--- Stated task A ---
Answer these from the investing-for-income thread:
(i) What process is Davederave going through?
(ii) In Sarenco's view, what is all that ultimately matters?
(iii) What does Brendan Burgess say must be completed to get meaningful suggestions?
--- Stated task B ---
Extend the investing-for-income thread beyond its final post.

--- Given text ---
· · ·

# Investing for Income - Advice Needed



## Davederave (19 Jan 2017)

Hi,

This is my first post so I hope I am posting in the correct section.

I am in the process of being made redundant and will have access to my pension fund once I finish. I am currently leaning towards taking cash and not opting for an annuity payment.

Between my redundancy payment and access to my pension fund I will have a sizable sum to invest. My intention is to use the sum to generate a regular income going forward. I hope to supplement this income with income from either new employment, my own (new) business or both.

I was considering investing in a number of properties however with all of the negative press around being a landlord these days I am having second thoughts. I any event I feel I need to speak to an investment adviser and was wondering if somebody could make a recommendation.

I would be grateful for any advice.

Thanks


----------



## Sarenco (19 Jan 2017)

Davederave said:


> I was considering investing in a number of properties however with all of the negative press around being a landlord these days I am having second thoughts. I any event I feel I need to speak to an investment adviser and was wondering if somebody could make a recommendation.
> 
> I would be grateful for any advice.



Welcome on board Dave.

Here's a link to a "key post" that Brendan put together on selecting an investment advisor - several of the contributors to that thread still post here on a regular basis -
http://www.askaboutmoney.com/threads/where-can-i-find-an-independent-financial-advisor.71012/

Personally, I don't really "get" the idea of income investing - to me total return (income plus capital gains) is all that ultimately matters.  Anything else is "mental accounting" as far as I'm concerned - and that's before you even start thinking about after-tax returns.

However, I do appreciate that not everybody shares that viewpoint.

One, of many, possible options to look at are income-focused investment trusts.  Something like City of London Investment Trust plc might be an appropriate holding as part of a wider portfolio -

http://www.thisismoney.co.uk/money/...s-stands-tall-legends-London-s-Guildhall.html

Hope that helps - come back to us if you have any follow up questions.


----------



## Brendan Burgess (19 Jan 2017)

Sarenco said:


> Personally, I don't really "get" the idea of income investing - to me total return (income plus capital gains) is all that ultimately matters. Anything else is "mental accounting" as far as I'm concerned - and that's before you even start thinking about after-tax returns.



Couldn't have said it better myself. 

Brendan


----------



## Brendan Burgess (19 Jan 2017)

To get meaningful suggestions, you would need to complete the following: 

*Basic information required for the "Money Makeover" forum*


----------



## Fella (19 Jan 2017)

Would investing for income make sense if the tax payer was on a lower tax rate or had no earnings? CGT rate is higher so does it make sense to invest for income in that case ?

· · ·

--- Recorded information ---
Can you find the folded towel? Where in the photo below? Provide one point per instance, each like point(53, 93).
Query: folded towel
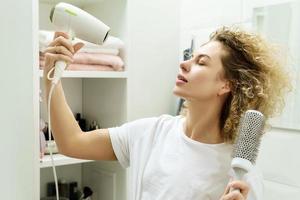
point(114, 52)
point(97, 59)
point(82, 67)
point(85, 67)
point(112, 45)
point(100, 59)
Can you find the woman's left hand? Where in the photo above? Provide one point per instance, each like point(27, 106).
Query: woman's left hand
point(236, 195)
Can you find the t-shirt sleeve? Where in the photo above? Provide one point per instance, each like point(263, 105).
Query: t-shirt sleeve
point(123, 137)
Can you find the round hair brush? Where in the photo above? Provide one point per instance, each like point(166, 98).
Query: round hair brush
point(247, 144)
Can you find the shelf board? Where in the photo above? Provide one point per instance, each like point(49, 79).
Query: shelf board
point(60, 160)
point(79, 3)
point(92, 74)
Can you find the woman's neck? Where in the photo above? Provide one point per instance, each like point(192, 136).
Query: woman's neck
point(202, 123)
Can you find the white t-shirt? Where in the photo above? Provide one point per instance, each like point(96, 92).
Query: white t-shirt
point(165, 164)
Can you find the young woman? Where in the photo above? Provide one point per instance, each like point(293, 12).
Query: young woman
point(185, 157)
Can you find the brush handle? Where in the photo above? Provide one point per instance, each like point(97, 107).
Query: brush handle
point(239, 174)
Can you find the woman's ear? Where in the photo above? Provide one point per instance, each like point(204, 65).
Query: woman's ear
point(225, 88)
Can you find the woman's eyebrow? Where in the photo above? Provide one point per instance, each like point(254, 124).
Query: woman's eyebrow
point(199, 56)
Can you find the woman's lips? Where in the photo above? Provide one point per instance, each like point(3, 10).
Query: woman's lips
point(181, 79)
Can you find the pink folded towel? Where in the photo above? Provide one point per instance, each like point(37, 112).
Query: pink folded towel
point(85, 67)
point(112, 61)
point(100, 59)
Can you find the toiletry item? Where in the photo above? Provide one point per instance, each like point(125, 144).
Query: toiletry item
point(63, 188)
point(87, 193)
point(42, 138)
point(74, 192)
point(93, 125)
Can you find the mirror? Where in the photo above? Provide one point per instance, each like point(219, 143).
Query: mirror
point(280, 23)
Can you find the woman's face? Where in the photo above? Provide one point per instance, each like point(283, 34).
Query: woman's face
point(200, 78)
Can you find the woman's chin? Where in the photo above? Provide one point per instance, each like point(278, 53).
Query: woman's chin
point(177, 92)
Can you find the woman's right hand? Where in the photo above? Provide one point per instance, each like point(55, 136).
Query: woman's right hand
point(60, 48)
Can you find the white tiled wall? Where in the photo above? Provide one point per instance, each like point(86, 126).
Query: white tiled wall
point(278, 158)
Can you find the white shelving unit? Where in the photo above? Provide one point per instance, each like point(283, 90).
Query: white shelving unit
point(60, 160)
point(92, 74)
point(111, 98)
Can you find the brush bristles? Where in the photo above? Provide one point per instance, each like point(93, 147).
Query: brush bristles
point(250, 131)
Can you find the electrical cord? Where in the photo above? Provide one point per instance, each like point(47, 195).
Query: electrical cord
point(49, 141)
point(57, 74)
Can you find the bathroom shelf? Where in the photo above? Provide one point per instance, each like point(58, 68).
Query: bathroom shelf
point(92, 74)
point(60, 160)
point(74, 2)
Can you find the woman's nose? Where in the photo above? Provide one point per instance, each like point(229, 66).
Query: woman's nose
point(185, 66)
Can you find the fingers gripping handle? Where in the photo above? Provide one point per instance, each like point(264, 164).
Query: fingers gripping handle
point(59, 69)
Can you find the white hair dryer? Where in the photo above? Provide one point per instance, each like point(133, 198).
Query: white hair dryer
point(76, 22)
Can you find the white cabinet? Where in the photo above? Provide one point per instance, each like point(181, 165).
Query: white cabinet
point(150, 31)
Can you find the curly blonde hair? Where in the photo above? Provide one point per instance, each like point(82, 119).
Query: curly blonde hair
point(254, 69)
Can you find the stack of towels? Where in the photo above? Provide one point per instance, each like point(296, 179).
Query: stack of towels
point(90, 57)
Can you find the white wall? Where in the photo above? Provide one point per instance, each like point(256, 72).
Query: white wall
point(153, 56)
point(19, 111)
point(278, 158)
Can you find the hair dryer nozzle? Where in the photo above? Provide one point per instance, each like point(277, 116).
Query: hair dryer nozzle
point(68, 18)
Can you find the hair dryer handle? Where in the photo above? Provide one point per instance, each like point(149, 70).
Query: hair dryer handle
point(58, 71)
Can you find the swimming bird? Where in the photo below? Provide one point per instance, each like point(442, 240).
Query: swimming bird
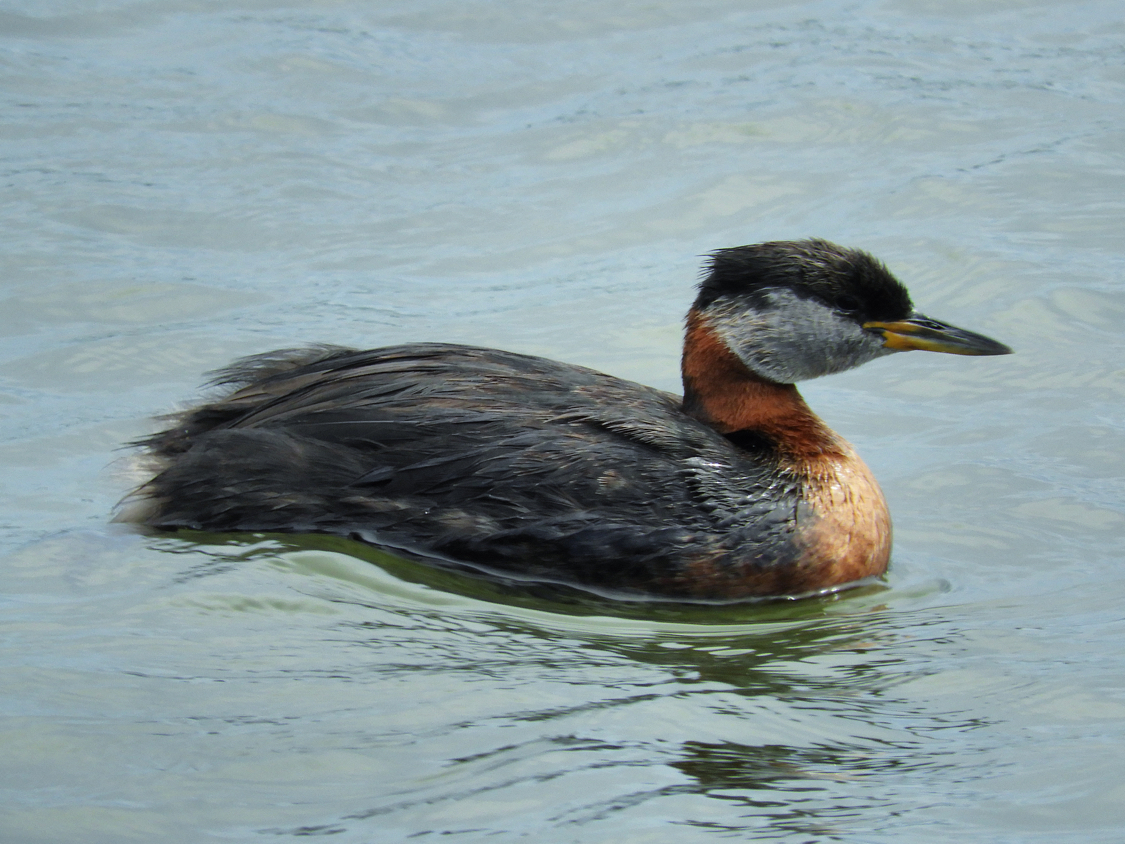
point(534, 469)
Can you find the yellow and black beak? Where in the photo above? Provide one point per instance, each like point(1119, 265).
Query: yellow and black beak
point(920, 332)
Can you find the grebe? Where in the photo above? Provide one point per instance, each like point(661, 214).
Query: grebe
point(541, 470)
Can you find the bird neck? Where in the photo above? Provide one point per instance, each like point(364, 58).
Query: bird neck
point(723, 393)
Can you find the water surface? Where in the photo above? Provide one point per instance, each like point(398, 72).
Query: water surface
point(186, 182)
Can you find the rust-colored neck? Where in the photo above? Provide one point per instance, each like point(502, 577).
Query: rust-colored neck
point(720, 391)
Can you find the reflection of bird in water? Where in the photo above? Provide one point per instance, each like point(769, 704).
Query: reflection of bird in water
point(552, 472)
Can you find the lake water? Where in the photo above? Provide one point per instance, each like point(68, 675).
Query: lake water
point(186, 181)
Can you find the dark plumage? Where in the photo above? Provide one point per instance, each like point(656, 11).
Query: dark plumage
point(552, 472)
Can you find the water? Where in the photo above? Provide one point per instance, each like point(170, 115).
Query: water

· · ·

--- Exercise answer A ---
(i) Being made redundant.
(ii) Total return (income plus capital gains).
(iii) The basic information required for the "Money Makeover" forum.

--- Exercise answer B ---
----------



## Sarenco (19 Jan 2017)

Fella said:


> Would investing for income make sense if the tax payer was on a lower tax rate or had no earnings?



That is certainly a relevant consideration but you have to balance that with your view of the growth prospects of a company that distributes the bulk of its profits to shareholders rather than reinvesting in its business.


----------



## Davederave (20 Jan 2017)

Thank you for the replies and also the links provided. They are all very helpful.

As Brendan suggested I am providing some background info:

Age: 58, Spouse 59.
No dependents.

I have no debt except for an interest only mortgage on an investment property I own in the UK. Although currently valued at below the mortgage amount the property is let so I see it as a problem for later.

I will be made redundant effective end of March this year. I will not have a regular income at that point and am looking at a combination of the following to address that:

1) seeking alternative employment on a part time basis
2) starting my own business
3) investing

On being made redundant I will receive a  settlement payment and will also get access to my pension fund. These funds combined with savings will provide me with approximately 750k for investment purposes. As mentioned earlier I was considering purchasing a number of properties however as so much has changed in that space in the last six months I am now questioning that approach.

The financial adviser post will be helpful and I intend making contact and seeking some advice but if there are other suggestions as to how I might proceed I would be grateful to hear them.

Thanks

Dave


----------



## North Star (21 Jan 2017)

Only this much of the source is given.